記事
■ ■ ■ ■ ■

明治37年(1904)に建築された麹室は今でも天野屋で造られる甘酒や味噌の為の麹を作るのに使用され続けているという。、
  <随身門>
 



<社殿>





 神田明神の正式名称は「神田神社」で、社伝では、天平2年(730)の創建という。
 はじめは今の大手町の将門塚周辺にあったが、江戸城の増築に伴い元和2年(1616)現在地に移ってきた。祭礼の神田祭は、2年に一度行われ、、江戸城内にもはいり、天下祭とも呼ばれた。
 神田・日本橋・秋葉原・大手町などの108町会の総氏神である。
 天明2年(1782)には権現造りの社殿が造られたが関東大震災で焼失、その後本格的は鉄骨鉄筋コンクリート・総漆朱塗造りで再建された。
 6月30日の大祓の神事の為に 茅の輪が用意されていた。

■ ■ ■ ■ ■

提供エントリ
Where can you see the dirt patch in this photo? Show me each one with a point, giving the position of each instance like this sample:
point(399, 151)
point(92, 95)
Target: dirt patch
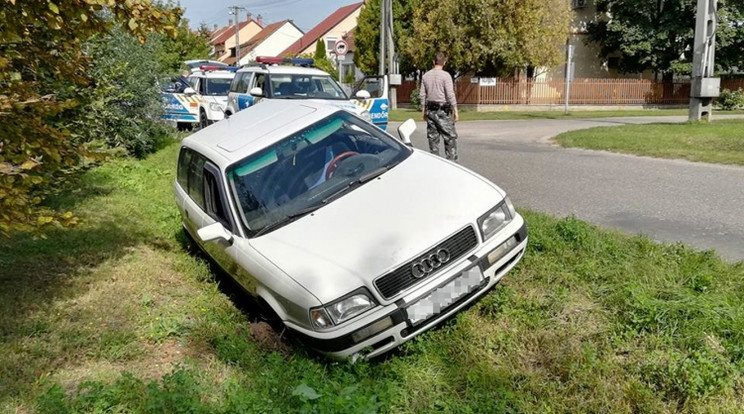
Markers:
point(268, 339)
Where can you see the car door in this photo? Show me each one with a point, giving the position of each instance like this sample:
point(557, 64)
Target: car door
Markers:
point(378, 103)
point(217, 210)
point(244, 98)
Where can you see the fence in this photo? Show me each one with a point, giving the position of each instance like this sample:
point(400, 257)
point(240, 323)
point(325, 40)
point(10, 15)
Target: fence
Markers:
point(583, 92)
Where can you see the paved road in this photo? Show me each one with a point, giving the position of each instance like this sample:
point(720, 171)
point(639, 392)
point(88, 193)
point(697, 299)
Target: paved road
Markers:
point(699, 204)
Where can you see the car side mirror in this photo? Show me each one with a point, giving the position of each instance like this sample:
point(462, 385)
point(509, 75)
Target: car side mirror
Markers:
point(405, 130)
point(214, 232)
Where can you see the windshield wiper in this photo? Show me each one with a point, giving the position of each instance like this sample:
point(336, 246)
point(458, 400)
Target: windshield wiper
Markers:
point(361, 180)
point(287, 219)
point(372, 175)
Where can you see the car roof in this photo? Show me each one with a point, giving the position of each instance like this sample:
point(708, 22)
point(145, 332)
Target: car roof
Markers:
point(221, 74)
point(284, 69)
point(253, 129)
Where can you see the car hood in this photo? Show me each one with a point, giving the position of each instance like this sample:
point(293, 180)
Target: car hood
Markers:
point(379, 226)
point(346, 105)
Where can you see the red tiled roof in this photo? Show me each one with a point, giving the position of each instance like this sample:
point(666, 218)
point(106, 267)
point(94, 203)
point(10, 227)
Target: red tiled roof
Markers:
point(256, 40)
point(322, 28)
point(223, 36)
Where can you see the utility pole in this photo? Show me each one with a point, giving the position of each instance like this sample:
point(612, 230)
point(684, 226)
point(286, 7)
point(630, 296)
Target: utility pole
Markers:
point(383, 37)
point(236, 11)
point(704, 87)
point(387, 51)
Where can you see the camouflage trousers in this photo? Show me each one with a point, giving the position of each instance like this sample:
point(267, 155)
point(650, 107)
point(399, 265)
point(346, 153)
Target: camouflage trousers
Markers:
point(441, 126)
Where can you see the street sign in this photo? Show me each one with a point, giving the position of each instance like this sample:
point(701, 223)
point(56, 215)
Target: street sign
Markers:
point(340, 48)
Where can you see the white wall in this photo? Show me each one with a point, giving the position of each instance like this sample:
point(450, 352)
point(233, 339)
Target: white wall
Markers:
point(275, 43)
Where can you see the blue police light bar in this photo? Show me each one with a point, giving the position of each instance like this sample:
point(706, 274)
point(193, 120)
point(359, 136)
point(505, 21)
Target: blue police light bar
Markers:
point(278, 60)
point(303, 62)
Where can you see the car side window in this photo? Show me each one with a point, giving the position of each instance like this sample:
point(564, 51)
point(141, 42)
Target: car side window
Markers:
point(183, 166)
point(245, 81)
point(260, 81)
point(196, 179)
point(214, 196)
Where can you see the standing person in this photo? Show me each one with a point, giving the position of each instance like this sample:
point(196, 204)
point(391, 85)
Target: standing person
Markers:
point(439, 105)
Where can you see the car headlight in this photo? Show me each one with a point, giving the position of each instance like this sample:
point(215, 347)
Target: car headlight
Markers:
point(496, 218)
point(342, 310)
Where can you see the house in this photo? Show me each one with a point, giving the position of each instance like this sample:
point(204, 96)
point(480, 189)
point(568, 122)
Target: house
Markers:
point(338, 26)
point(271, 41)
point(224, 39)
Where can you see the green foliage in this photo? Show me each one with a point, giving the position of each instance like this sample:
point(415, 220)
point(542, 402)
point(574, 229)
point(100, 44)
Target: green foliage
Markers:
point(658, 36)
point(730, 100)
point(322, 61)
point(488, 37)
point(183, 45)
point(43, 74)
point(367, 35)
point(720, 141)
point(124, 108)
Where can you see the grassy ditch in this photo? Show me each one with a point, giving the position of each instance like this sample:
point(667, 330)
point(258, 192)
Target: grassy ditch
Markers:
point(719, 142)
point(400, 115)
point(119, 316)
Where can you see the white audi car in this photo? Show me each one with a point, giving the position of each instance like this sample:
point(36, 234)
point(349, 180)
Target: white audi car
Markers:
point(353, 239)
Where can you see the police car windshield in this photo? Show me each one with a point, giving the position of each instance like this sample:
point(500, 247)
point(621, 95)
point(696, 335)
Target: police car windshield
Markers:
point(309, 169)
point(287, 86)
point(216, 86)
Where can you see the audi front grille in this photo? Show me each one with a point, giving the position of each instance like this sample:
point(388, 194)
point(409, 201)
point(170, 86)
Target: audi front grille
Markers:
point(403, 277)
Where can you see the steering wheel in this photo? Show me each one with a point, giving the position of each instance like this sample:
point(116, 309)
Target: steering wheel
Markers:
point(332, 166)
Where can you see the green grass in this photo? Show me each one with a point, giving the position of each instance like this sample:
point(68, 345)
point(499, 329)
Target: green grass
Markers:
point(400, 115)
point(719, 142)
point(117, 316)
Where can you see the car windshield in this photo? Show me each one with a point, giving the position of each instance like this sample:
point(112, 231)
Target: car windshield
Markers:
point(217, 86)
point(306, 87)
point(309, 169)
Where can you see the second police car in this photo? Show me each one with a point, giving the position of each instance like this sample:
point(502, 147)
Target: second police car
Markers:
point(295, 78)
point(201, 98)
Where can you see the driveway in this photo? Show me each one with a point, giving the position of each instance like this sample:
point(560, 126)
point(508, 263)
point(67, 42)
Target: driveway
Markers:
point(699, 204)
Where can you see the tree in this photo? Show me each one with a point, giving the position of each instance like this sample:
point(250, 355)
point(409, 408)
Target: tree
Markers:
point(43, 79)
point(659, 35)
point(367, 34)
point(489, 37)
point(322, 61)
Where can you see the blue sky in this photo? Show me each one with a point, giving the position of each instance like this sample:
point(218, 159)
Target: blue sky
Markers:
point(305, 13)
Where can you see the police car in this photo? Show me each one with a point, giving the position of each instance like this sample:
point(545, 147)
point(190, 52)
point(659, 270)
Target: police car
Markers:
point(199, 99)
point(295, 78)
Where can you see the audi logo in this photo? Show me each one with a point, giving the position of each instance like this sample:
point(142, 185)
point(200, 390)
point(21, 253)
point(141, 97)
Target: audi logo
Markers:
point(429, 263)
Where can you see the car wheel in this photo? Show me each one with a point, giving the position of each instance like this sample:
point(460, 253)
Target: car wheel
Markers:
point(203, 121)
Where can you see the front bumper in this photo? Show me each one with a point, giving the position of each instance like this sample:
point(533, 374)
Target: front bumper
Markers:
point(391, 326)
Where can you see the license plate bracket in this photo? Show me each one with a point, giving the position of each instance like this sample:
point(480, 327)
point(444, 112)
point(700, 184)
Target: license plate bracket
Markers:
point(440, 299)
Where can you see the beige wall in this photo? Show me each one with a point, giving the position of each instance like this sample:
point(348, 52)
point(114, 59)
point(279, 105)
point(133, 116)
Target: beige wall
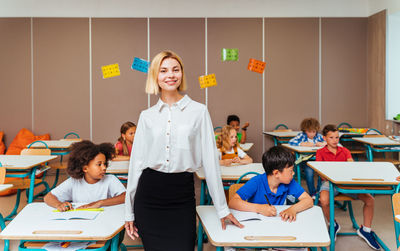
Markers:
point(63, 54)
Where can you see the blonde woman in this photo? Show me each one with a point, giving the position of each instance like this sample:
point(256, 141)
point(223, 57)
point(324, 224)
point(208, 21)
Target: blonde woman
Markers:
point(229, 149)
point(173, 139)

■ ■ ■ ■ ■

依頼内容
神田明神に関する記事から、「はじめは今の大手町の将門塚周」で始まり「6月30日の大祓の神事の為に 茅の輪が用意されていた。」で終わる部分を一字一句変えずに抜き出してください。

回答全文
はじめは今の大手町の将門塚周辺にあったが、江戸城の増築に伴い元和2年(1616)現在地に移ってきた。祭礼の神田祭は、2年に一度行われ、、江戸城内にもはいり、天下祭とも呼ばれた。
 神田・日本橋・秋葉原・大手町などの108町会の総氏神である。
 天明2年(1782)には権現造りの社殿が造られたが関東大震災で焼失、その後本格的は鉄骨鉄筋コンクリート・総漆朱塗造りで再建された。
 6月30日の大祓の神事の為に 茅の輪が用意されていた。